AIM OF THE TASK — Because the listing below is to be kept intact, restate all of it word for word.

RECORDS PROVIDED —
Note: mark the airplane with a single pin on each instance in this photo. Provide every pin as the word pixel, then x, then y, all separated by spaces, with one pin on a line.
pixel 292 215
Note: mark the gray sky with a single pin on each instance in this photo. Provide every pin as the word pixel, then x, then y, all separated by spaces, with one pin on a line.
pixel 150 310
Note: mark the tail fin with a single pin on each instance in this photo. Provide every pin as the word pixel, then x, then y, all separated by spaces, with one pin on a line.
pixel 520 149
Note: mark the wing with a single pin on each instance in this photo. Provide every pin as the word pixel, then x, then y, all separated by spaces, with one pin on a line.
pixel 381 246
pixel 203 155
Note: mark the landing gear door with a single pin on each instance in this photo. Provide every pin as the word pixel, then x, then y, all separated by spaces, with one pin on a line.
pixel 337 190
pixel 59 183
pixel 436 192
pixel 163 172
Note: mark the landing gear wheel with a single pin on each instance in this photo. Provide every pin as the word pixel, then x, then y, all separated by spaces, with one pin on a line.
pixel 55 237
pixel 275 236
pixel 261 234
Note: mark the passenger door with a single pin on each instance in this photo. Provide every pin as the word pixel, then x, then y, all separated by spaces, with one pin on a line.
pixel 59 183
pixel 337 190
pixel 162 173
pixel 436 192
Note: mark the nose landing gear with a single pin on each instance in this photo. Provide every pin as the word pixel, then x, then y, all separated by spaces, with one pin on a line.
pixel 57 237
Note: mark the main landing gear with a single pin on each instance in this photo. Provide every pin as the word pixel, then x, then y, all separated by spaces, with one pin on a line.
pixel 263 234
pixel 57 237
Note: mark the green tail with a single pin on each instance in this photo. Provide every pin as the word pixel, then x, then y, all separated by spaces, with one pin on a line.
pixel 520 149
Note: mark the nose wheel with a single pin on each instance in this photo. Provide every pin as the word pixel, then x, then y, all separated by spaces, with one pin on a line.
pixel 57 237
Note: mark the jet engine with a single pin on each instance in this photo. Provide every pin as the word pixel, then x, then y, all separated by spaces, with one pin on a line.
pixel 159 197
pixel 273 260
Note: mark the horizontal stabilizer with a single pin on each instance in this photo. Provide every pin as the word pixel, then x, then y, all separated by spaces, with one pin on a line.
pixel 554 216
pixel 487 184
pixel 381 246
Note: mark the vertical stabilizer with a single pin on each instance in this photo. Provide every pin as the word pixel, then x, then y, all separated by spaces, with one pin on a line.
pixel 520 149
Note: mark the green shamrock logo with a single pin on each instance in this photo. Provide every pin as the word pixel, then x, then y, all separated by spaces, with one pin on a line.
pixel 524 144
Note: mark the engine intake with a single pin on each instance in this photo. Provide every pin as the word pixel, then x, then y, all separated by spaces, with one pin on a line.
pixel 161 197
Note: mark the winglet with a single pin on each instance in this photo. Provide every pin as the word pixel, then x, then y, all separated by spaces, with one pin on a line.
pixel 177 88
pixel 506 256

RESPONSE FOR THIS EXERCISE —
Note: mark the airplane with a single pin on each instance in this photo. Provide every pin as the word pixel, then x, then y, all separated by spaces, with one pin on a line.
pixel 292 215
Note: mark the gray sky with a single pin on each instance in this photo. Provide every pin as the word pixel, then x, then y, all separated by spaces, with one pin on a line.
pixel 150 310
Note: mark the tail fin with a single pin on each instance in this photo. Provide every pin as the word pixel, then x, then y, all separated by spaces, with one pin on a line.
pixel 520 149
Note: mark the wing with a single pin on each instance in this photo. Provide every pin as the word pixel, then x, then y, all separated by spaces, with one pin on a line.
pixel 381 246
pixel 203 155
Note: mark the landing gear door with a single pin on each instance in this photo. Provide every pin as the word pixel, then x, then y, all separated by spaces, with one pin on a line.
pixel 337 190
pixel 59 183
pixel 436 192
pixel 163 172
Note: mark the landing gear wheel with a single pin on each instance in this photo. Provide every pin as the word pixel, then x, then y, all separated by spaces, with one pin on a line.
pixel 55 237
pixel 275 236
pixel 261 234
Note: mark the passenger door with a single pin on each instance in this photo. Provide every pin as the word pixel, then x, then y, all separated by spaces, with one pin on a line.
pixel 59 183
pixel 337 190
pixel 162 173
pixel 436 192
Note: mark the nose landing gear with a single pin on each instance in this photo. Provide every pin as the word pixel, then x, then y, all separated by spaces, with one pin on a line.
pixel 57 237
Note: mark the main landing gear with a single pin on each instance in this photo. Provide every pin as the word pixel, then x, then y, all separated by spaces, with one pin on a line.
pixel 263 234
pixel 57 237
Note: mark the green tail with a single pin on each instance in this photo. Provide every pin as the word pixel, then x, then y, all separated by spaces, with one pin on a line.
pixel 520 149
Note: mark the nose wheel with a single pin on each instance in this photo. Provide every pin as the word pixel, then x, then y, all separated by spaces, with one pin on a line.
pixel 57 237
Note: mark the jet engine with a single pin on each instance in this photo. Provide every pin as the word pixel, then x, then y, all separated by spaces, with one pin on a line.
pixel 159 197
pixel 273 260
Note: mark the horizontal stabilizer with a single pin on each instance in this photo. Provide every pin as the word pixel, then x, then y, all separated by spaces, with one pin on a line.
pixel 554 216
pixel 487 184
pixel 381 246
Note: mark the vertical stabilizer with a single pin on each instance in this photo. Provide every pin as the word pixel, then x, then y, all separated by spaces, with one pin on a line.
pixel 520 149
Note: mark the green shamrock logo with a single pin on each instance in this photo. Provide every pin as the word pixel, then x, then y, all separated by spaces, with one pin on a line.
pixel 524 144
Note: mark the engine intake with a single pin on each instance in this photo. Provide every pin as the word pixel, then x, then y, all separated by spaces, with one pin on a line.
pixel 161 197
Note: mark the winglet with a single pin on each instance in this photo. Provide every pin as the word pixel, then x, then y, all separated by spaces, with one pin on a line.
pixel 177 88
pixel 506 256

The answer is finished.